## Texto base
Aspectos Quantitativos da Pesquisa
Total de Alunos Avaliados: 59
Período de Realização da Pesquisa: 1° e 2° bimestres de 2015
Idades dos avaliados: indivíduos entre 6 anos e 11 anos e 10 meses.
Total de Educandos com Dificuldades de Aprendizado Escolar e Sem Obstáculo Epistêmico: 30
Análise de Casos e Discussão dos Resultados

Dos 59 casos que compuseram a amostra, foram encontrados 30 que não apresentaram obstáculo epistêmico. Os números incluídos na tabela correspondem à ordem em que a avaliação do sujeito foi apresentada na monografia. A descrição dos mecanismos de defesa do ego pode ser apresentada de acordo com a seguinte tabela:
Tipo de Mecanismo
Números relacionados
Regressão
6, 13, 20, 26, 31, 42, 43, 46, 59
Agressão voltada para a própria pessoa
49


Acting out
3, 38

Conclusões
Conforme os dados obtidos, é possível observar que existe um percentual significativo de alunos cuja dificuldade de aprender é existente mesmo na ausência de obstáculo epistêmico que o pudesse justificar. Para ser mais exato, entre os 30 casos em que se constatou desempenho epistêmico normal, 18 sujeitos que compuseram a amostra apresentaram alguma espécie de comportamento ansioso, enquanto 12 deles apresentaram algum tipo de mecanismo de defesa do ego. Isso quer dizer que 60% dos casos envolvendo dificuldade de aprendizagem envolvem também alguma questão emocional, um percentual muito expressivo para ser ignorado. Tal resultado evidencia a importância do olhar atento aos fatores de natureza afetiva, os quais podem trazer consequências para o aprendizado. O aprofundamento da interpretação e o conhecimento da teoria psicanalítica poderão, nesse sentido, contribuir significativamente para a compreensão das dificuldades de aprendizagem escolar, bem como em relação às estratégias necessárias para auxiliar educandos e educadores na aquisição de uma melhor compreensão da presença dos elementos afetivos no processo de ensino e aprendizagem. Acreditamos que os dados obtidos evidenciam que a oferta de uma educação que faça a diferença deve ser caracterizada por romper com a prática educacional baseada em dicotomias artificiais, do tipo cognição/emoção, instruir/educar, que não correspondem àquilo que a realidade atual apresenta como sendo necessário ao trabalho educacional. De acordo com uma das definições desta pesquisa, a neurose pode ser compreendida como o resultado de uma dificuldade do ego em atender uma demanda derivada da necessidade do indivíduo. Portanto, podemos pensar que se o fortalecimento do ego constitui um dos propósitos da educação formal, seríamos levados a diluir a barreira imaginária entre o que pertence ao psíquico e o que pertence à pedagogia, pois além de elaborar defesas quando suas demandas não são atendidas, o ego também é a parte que utilizamos ao perceber ou refletir sobre aspectos da realidade. Nesse sentido, os propósitos da educação e da saúde convergem.

## Dados apresentados
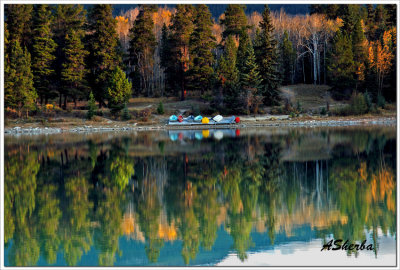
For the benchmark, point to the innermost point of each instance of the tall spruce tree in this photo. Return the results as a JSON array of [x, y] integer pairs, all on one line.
[[102, 42], [19, 18], [66, 18], [234, 21], [19, 92], [165, 60], [202, 42], [287, 59], [141, 49], [242, 50], [228, 74], [341, 67], [73, 69], [119, 90], [250, 81], [43, 53], [267, 59], [181, 30]]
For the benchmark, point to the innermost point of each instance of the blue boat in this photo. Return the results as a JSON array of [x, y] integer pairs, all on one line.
[[173, 118], [198, 118]]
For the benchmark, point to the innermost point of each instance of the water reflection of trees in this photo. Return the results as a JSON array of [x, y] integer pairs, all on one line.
[[69, 201]]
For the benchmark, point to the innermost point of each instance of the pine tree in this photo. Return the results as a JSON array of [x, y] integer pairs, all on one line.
[[19, 92], [341, 66], [19, 21], [103, 49], [202, 42], [288, 56], [119, 90], [181, 29], [43, 54], [235, 21], [267, 59], [228, 74], [359, 53], [250, 81], [242, 50], [141, 49], [165, 59], [73, 69], [92, 106], [66, 18], [350, 16]]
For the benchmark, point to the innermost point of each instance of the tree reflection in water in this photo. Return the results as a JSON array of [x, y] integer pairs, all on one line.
[[72, 197]]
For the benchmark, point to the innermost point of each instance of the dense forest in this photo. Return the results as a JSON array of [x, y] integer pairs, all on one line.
[[55, 54]]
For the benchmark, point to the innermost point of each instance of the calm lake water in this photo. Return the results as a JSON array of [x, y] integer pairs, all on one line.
[[211, 197]]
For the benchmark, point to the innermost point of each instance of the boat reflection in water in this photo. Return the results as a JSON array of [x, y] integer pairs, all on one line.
[[200, 197]]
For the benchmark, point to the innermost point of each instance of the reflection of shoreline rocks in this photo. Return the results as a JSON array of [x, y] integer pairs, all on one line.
[[244, 124]]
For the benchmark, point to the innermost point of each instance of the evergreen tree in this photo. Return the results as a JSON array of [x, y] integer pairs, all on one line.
[[250, 81], [350, 16], [73, 69], [202, 42], [181, 30], [141, 49], [358, 40], [92, 106], [391, 15], [341, 66], [288, 57], [228, 74], [19, 92], [103, 45], [119, 90], [43, 53], [267, 59], [165, 60], [244, 42], [19, 21], [66, 18], [235, 21]]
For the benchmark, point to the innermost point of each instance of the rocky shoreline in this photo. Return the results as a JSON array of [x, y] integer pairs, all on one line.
[[244, 124]]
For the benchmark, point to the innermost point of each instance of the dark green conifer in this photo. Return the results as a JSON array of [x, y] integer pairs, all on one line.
[[104, 57], [250, 81], [43, 53], [141, 49], [287, 60], [181, 30], [267, 59], [73, 69], [228, 75], [202, 42], [67, 18], [19, 18], [235, 20], [19, 92]]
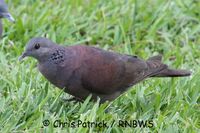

## Instruções
Continue o texto sobre dificuldades de aprendizagem escolar e fatores emocionais, começando logo após a última frase.

## Resposta do exercício
Bibliografia
BÉDARD, Nicole. Como interpretar os desenhos das crianças. Editora Isis: São Paulo, 2010.

LAPLANCHE, Jean. Vocabulário da psicanálise. São Paulo: Martins Fontes, 1991.

Nasio, Juan-David. A fantasia: O prazer de ler Lacan. Rio de Janeiro: Zahar, 2007.

________________. O prazer de ler Freud. Rio de Janeiro: Zahar, 1999.


ROUDINESCO, Elisabeth. Dicionário de psicanálise. Rio de Janeiro: Zahar, 1998.


CHAMAT, Leila Sara José. Técnicas de diagnóstico psicopedagógico: o diagnóstico clínico na abordagem interacionista. São Paulo: Vetor, 2008.

VISCA, Jorge. Psicopedagogia: novas contribuições. Rio de Janeiro: Nova Fronteira, 1991.
___________. Técnicas Projetivas Psicopedagógicas e Pautas Gráficas para sua Interpretação. Compiladora: Susana Rozenmacher. 4ª ed. Buenos Aires: Visca & Visca, 2013.  
WEISS, Maria Lucia M. Psicopedagogia clínica: uma visão diagnóstica dos problemas de aprendizagem escolar. Rio de Janeiro: Lamparina, 2008. 13 ed.